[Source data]
▼▼▼
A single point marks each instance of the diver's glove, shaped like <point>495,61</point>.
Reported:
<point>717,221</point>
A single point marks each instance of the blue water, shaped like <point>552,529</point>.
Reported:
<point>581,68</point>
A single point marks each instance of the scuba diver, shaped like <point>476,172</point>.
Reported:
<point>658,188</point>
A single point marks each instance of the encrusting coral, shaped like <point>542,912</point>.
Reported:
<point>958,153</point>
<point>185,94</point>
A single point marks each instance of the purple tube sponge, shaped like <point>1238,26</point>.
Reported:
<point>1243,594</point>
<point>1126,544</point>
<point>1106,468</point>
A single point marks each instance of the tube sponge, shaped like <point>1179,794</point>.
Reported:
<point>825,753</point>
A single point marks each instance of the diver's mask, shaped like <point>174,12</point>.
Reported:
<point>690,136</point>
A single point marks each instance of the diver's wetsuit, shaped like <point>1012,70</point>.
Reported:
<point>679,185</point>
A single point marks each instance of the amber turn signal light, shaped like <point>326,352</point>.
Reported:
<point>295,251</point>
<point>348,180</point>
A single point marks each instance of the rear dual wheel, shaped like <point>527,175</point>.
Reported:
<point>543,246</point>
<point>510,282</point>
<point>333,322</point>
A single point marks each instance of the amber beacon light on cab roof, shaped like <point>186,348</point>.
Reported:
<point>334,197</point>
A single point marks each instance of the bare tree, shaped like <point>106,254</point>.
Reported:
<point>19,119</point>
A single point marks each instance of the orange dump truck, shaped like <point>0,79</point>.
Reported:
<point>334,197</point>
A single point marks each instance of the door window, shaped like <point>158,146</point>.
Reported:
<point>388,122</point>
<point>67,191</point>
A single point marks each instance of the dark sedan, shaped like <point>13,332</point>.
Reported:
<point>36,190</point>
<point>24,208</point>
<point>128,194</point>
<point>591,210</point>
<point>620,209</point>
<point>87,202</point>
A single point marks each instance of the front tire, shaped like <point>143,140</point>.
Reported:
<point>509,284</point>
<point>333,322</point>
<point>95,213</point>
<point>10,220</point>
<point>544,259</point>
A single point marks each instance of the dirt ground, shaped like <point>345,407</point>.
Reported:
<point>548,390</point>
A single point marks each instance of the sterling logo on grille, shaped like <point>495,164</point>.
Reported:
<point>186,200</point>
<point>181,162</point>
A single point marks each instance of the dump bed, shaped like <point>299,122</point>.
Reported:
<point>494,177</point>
▲▲▲
| Exercise brief |
Repeat the line containing "A single point marks each instance of the orange" and all subsequent lines through the final line of the data, exactly and with no others.

| Task output |
A single point marks each instance of the orange dump truck, shaped like <point>0,79</point>.
Reported:
<point>334,197</point>
A single point marks each instance of the door window, shaped like <point>158,146</point>.
Reported:
<point>388,122</point>
<point>67,191</point>
A single point marks each instance of the dark sedan, shaped like <point>13,332</point>.
Reported:
<point>36,190</point>
<point>24,208</point>
<point>128,194</point>
<point>591,210</point>
<point>620,209</point>
<point>87,202</point>
A single point marks each instance of the front tire, shaped like <point>143,140</point>.
Reported:
<point>509,284</point>
<point>333,322</point>
<point>95,213</point>
<point>10,220</point>
<point>544,259</point>
A single point marks each instance of the dirt ground, shaped like <point>345,407</point>.
Reported:
<point>548,390</point>
A single point marks each instance of the sterling logo on grille, shaped like <point>495,164</point>.
Reported:
<point>186,200</point>
<point>181,162</point>
A single point marks each instance of the dump bed, shaped like <point>299,122</point>.
Reported:
<point>494,177</point>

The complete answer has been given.